Extract to read =
Chaplin His Life and Art by David Robinson (Collins, £15.00); Astaire the Man, the Dancer by Bob Thomas (Weidenfeld & Nicholson, £9.95); Film-Making in 1930s Britain by Rachel Low, (George Allen & Unwin, £12.95; French Cinema by Roy Arinei (Seeker & Warburg, £12.95); The Epic Film by Derck Elley (Routledge, Keegan & Paul, £8.95).
DAVID Robinson's brilliantly condensed paperback Chaplin in the Mirror of Opinion appeared to answer every quesiton anybody might want to ask about Chaplin.
Only two years later Robinson comes up with this monumental 800-page (including invaluable appendices) study of Chaplin His Life and Art.
Justification of this quick succession is the permission given to Robinson by Lady Chaplin for access to all the Chaplin archives. The result is the most comprehensive, most richly researched study of the comedian Robinson dares to call London's favourite son, who .may indeed be acknowledged to have become the single greatest genius created by and for the first century of cinema.
Robinson has been able to recreate the whole story from the almost Dickensian orphanage of childhood in Lambeth, through the first ventures with the eight Lancashire Lads, Casey's Court Circus — including the disaster at Bethnal Green when Charlie fled the catcalls and pelting orange peel vowing never again to appear before a live audience, and on to Fred Karno's music halls and the first Hollywood years with Mack Sennett and the Keystone Cops.
The influence of Charlie's mother, Hannah, sitting at her window observing and mimicking the passersby was probably his first inspiration, and a method he would teach his sons.
First came the years of his undoubted. sway as the "Funniest Man" in the World when his early Keystone comics would be specially shown on the hospital ceilings for the relief of desperately wounded casualties of World War One.
Robinson plots his early relations with colleagues, the friendship with Douglas Fairbanks and Mary Pickford before they founded United Artists, or his professional and personal partnership with Edna Purviance, which Robinson calls the happiest relationship of his youth.

Records from a collection:
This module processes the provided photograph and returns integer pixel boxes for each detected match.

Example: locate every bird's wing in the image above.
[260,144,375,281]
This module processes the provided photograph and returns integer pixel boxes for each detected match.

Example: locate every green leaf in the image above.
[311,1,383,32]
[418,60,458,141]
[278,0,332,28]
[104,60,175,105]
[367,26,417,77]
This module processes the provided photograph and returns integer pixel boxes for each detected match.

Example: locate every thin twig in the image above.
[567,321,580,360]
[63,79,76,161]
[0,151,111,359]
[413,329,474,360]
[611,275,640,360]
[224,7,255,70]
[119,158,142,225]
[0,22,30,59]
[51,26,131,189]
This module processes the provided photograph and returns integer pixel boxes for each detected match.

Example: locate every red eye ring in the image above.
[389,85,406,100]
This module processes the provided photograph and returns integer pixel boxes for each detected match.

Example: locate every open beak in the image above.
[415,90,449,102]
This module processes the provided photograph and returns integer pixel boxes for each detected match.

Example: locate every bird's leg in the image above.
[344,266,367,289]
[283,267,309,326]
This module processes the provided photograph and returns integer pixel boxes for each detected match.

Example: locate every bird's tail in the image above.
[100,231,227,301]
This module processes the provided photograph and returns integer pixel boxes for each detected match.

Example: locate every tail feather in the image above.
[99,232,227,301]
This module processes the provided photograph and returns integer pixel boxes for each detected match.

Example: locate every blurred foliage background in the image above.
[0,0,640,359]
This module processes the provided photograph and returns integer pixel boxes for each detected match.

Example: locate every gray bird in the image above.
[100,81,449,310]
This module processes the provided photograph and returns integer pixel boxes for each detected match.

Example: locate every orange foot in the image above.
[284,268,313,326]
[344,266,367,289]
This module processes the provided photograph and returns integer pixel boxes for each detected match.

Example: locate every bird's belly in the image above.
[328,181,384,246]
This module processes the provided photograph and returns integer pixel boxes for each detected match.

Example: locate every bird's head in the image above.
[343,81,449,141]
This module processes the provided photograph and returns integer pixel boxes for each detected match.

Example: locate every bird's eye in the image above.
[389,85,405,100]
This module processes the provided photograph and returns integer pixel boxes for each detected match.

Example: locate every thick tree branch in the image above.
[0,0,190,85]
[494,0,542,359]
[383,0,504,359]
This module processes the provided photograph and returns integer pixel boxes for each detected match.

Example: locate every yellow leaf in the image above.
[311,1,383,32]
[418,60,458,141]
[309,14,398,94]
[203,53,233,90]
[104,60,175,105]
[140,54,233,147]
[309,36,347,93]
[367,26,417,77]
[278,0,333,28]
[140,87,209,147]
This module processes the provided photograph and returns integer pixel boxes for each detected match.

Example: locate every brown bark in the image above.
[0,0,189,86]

Task to carry out =
Reproduce the Chaplin review from "The influence of" down to "of his youth.", swapping "colleagues" for "fellow performers".

Exercise answer =
The influence of Charlie's mother, Hannah, sitting at her window observing and mimicking the passersby was probably his first inspiration, and a method he would teach his sons.
First came the years of his undoubted. sway as the "Funniest Man" in the World when his early Keystone comics would be specially shown on the hospital ceilings for the relief of desperately wounded casualties of World War One.
Robinson plots his early relations with fellow performers, the friendship with Douglas Fairbanks and Mary Pickford before they founded United Artists, or his professional and personal partnership with Edna Purviance, which Robinson calls the happiest relationship of his youth.